Brief: The records beneath should be restated word for word.

Point-per-instance localization data:
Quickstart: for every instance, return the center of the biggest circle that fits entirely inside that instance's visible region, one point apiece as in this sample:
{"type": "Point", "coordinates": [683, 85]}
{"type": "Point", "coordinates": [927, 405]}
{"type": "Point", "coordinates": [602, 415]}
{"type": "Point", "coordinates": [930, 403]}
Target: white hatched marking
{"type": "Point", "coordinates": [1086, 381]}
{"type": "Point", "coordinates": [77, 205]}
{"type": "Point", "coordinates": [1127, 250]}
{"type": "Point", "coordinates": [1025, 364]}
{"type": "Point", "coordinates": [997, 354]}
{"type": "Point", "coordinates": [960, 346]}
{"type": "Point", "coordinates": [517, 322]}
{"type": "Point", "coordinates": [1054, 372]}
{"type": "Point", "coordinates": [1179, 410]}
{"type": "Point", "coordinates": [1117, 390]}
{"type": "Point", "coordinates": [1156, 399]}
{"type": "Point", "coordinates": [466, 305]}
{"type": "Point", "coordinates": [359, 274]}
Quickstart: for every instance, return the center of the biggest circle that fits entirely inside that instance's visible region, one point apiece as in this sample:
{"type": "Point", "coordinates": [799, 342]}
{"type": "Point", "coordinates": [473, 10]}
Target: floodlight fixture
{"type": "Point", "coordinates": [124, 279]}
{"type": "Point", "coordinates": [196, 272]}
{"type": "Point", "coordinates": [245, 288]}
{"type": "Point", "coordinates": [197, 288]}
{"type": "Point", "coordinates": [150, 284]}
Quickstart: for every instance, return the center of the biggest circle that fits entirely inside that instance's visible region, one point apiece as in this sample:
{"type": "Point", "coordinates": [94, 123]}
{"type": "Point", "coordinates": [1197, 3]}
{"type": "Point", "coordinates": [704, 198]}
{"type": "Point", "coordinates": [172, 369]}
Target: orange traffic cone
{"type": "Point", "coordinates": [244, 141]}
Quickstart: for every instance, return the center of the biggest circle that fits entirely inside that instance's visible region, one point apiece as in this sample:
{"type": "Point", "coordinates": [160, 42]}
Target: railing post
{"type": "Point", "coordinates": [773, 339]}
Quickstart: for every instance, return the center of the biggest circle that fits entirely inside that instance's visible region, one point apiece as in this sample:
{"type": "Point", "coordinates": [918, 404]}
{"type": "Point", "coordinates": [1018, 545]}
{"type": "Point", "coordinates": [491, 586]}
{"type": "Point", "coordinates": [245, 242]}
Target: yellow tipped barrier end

Response to the task:
Quickstart: for every instance, return the center of the biggest circle that fits entirely inside that instance's visible region, one point apiece as in this sample:
{"type": "Point", "coordinates": [683, 85]}
{"type": "Point", "coordinates": [927, 405]}
{"type": "Point", "coordinates": [602, 415]}
{"type": "Point", "coordinates": [930, 403]}
Target: white hatched marking
{"type": "Point", "coordinates": [1086, 381]}
{"type": "Point", "coordinates": [77, 205]}
{"type": "Point", "coordinates": [1127, 250]}
{"type": "Point", "coordinates": [1025, 364]}
{"type": "Point", "coordinates": [997, 354]}
{"type": "Point", "coordinates": [960, 346]}
{"type": "Point", "coordinates": [517, 322]}
{"type": "Point", "coordinates": [1054, 372]}
{"type": "Point", "coordinates": [1179, 410]}
{"type": "Point", "coordinates": [1117, 390]}
{"type": "Point", "coordinates": [1156, 399]}
{"type": "Point", "coordinates": [466, 305]}
{"type": "Point", "coordinates": [359, 274]}
Quickstart: for every instance, return the center of the biggest circle that fits entirely inside that instance's visible region, one point apiece as in this sample:
{"type": "Point", "coordinates": [799, 342]}
{"type": "Point", "coordinates": [473, 10]}
Target: floodlight fixture
{"type": "Point", "coordinates": [124, 279]}
{"type": "Point", "coordinates": [196, 272]}
{"type": "Point", "coordinates": [245, 288]}
{"type": "Point", "coordinates": [197, 288]}
{"type": "Point", "coordinates": [150, 284]}
Quickstart: for every instance, return the center of the biggest circle that fits entirely inside that instance's visible region, one point apiece as in this sample:
{"type": "Point", "coordinates": [94, 123]}
{"type": "Point", "coordinates": [1197, 3]}
{"type": "Point", "coordinates": [704, 198]}
{"type": "Point", "coordinates": [172, 369]}
Target: orange traffic cone
{"type": "Point", "coordinates": [244, 141]}
Quickstart: for every instance, return the center of the biggest circle that fits entirely inside that instance's visible region, one point apiece as in this sample:
{"type": "Point", "coordinates": [160, 42]}
Target: railing post
{"type": "Point", "coordinates": [773, 339]}
Quickstart: for every instance, return the center of the biggest circle that fits entirely inside that instance's visible region, one point apiece as in this sample:
{"type": "Point", "coordinates": [918, 404]}
{"type": "Point", "coordinates": [1018, 545]}
{"type": "Point", "coordinates": [491, 586]}
{"type": "Point", "coordinates": [245, 242]}
Target: yellow tipped barrier end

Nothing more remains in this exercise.